Exercise requirements:
Repeat word for word everything from the line containing "bull's horn, one" to the end of the listing, first and last lines included, and only that.

Records supplied:

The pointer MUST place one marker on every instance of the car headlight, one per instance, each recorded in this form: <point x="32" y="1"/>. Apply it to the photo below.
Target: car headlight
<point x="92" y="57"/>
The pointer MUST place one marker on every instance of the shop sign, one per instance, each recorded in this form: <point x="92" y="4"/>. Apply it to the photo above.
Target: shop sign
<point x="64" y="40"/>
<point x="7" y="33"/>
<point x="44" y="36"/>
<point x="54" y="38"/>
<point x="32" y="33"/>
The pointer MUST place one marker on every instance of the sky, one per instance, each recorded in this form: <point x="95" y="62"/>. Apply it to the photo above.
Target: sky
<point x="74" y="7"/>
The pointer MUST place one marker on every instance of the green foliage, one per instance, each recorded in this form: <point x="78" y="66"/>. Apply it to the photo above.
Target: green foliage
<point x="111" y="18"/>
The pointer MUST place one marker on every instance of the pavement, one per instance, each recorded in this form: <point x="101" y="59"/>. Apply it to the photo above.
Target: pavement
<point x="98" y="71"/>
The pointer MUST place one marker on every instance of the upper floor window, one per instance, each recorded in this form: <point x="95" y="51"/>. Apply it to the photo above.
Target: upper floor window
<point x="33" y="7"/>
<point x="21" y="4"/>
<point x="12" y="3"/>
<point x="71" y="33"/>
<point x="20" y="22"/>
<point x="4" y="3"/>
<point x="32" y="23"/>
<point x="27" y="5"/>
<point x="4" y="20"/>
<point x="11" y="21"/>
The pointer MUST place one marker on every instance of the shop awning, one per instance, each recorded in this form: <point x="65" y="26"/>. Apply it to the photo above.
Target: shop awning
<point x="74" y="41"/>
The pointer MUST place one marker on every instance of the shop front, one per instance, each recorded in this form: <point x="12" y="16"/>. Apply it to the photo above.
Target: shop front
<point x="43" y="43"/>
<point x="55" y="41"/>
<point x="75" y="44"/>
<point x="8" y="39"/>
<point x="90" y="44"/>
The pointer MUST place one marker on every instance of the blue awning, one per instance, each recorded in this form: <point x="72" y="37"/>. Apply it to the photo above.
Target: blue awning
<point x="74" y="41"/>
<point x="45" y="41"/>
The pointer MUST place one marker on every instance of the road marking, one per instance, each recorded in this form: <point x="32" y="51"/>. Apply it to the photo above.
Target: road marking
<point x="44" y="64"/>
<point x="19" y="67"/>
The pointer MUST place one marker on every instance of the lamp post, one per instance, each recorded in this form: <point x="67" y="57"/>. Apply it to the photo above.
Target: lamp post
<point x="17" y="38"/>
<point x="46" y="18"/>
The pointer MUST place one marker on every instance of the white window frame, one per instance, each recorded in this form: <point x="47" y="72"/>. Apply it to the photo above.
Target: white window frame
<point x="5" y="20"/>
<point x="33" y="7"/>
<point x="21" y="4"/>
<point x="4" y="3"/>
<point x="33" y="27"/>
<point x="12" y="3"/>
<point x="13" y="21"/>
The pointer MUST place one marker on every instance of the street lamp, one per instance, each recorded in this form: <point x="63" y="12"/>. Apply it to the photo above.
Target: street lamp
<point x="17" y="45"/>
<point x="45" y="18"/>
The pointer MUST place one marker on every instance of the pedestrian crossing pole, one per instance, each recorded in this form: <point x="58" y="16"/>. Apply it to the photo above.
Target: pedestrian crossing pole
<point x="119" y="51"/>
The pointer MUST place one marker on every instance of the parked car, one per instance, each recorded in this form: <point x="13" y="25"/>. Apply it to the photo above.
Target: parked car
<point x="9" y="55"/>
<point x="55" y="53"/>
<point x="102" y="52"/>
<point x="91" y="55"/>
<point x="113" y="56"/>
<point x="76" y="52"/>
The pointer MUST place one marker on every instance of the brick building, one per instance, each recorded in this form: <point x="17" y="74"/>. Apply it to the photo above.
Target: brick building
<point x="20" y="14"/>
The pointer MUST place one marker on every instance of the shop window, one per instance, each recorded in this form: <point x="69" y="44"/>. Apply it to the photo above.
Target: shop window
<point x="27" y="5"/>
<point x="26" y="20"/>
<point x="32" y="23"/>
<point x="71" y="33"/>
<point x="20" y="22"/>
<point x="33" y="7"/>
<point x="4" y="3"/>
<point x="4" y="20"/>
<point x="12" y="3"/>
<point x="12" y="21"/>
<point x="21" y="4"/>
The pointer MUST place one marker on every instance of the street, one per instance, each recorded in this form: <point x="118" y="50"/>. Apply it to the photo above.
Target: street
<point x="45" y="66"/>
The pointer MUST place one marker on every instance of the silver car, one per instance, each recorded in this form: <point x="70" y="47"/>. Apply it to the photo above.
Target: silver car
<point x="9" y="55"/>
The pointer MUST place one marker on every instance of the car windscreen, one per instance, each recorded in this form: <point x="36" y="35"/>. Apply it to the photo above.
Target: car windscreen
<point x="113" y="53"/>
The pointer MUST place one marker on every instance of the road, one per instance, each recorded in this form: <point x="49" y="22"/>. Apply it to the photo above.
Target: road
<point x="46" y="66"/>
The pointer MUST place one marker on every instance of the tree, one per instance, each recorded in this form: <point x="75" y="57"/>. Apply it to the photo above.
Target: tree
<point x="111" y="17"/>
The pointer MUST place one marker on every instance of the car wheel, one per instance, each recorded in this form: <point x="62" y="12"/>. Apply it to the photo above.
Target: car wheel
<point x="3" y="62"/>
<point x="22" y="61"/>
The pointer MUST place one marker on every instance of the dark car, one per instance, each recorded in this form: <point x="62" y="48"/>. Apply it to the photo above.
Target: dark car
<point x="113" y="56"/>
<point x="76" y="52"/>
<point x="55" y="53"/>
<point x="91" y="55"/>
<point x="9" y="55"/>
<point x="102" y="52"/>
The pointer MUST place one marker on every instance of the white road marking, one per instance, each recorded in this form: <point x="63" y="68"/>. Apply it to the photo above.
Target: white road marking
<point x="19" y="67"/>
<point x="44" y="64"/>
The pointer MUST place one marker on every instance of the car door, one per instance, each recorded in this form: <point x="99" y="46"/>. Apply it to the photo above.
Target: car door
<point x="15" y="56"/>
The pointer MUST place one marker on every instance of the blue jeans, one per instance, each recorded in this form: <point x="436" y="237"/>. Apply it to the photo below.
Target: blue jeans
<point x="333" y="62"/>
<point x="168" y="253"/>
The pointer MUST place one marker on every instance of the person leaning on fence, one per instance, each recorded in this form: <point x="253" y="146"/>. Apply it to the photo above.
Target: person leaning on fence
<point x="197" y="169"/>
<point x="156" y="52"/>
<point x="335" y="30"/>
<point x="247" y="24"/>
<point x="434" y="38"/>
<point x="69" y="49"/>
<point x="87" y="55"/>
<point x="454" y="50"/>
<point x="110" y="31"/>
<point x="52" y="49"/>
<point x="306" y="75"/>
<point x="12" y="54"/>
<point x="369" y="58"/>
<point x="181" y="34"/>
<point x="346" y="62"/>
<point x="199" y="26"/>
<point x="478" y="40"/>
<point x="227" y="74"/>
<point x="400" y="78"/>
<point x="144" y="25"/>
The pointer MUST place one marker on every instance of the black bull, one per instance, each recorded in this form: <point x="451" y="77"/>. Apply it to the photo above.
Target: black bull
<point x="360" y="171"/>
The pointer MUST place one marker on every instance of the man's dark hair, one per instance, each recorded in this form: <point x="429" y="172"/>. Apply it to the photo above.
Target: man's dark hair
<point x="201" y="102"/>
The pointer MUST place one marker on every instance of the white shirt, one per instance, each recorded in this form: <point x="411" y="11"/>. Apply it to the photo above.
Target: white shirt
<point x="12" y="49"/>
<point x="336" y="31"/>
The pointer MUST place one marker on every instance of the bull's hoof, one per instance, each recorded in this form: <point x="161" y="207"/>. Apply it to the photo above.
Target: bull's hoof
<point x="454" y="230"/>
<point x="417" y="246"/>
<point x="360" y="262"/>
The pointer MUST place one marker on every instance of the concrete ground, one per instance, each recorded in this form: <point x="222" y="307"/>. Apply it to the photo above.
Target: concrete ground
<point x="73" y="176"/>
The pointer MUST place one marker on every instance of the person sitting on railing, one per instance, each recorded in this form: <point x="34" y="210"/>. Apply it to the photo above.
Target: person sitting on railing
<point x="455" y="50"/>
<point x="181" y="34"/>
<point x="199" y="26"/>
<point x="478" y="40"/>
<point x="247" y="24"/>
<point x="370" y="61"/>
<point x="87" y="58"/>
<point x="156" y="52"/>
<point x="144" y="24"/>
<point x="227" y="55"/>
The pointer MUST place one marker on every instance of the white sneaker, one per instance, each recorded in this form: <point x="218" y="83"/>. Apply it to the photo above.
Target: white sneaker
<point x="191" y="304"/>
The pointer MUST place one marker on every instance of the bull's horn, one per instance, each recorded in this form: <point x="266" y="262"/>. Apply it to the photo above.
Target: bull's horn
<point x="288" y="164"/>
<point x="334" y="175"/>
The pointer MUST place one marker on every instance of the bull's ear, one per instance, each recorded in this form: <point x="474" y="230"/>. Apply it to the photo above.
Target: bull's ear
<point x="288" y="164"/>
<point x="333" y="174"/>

Answer to this problem:
The pointer MUST place one marker on every instance of the bull's horn, one per instance, each recorded in this form: <point x="266" y="262"/>. Apply it to the photo above.
Target: bull's horn
<point x="288" y="164"/>
<point x="334" y="175"/>
The pointer MUST place one marker on every instance of the bull's ear, one per instance, each recorded in this form: <point x="474" y="230"/>. Apply it to the photo above.
Target: bull's ear
<point x="288" y="164"/>
<point x="333" y="174"/>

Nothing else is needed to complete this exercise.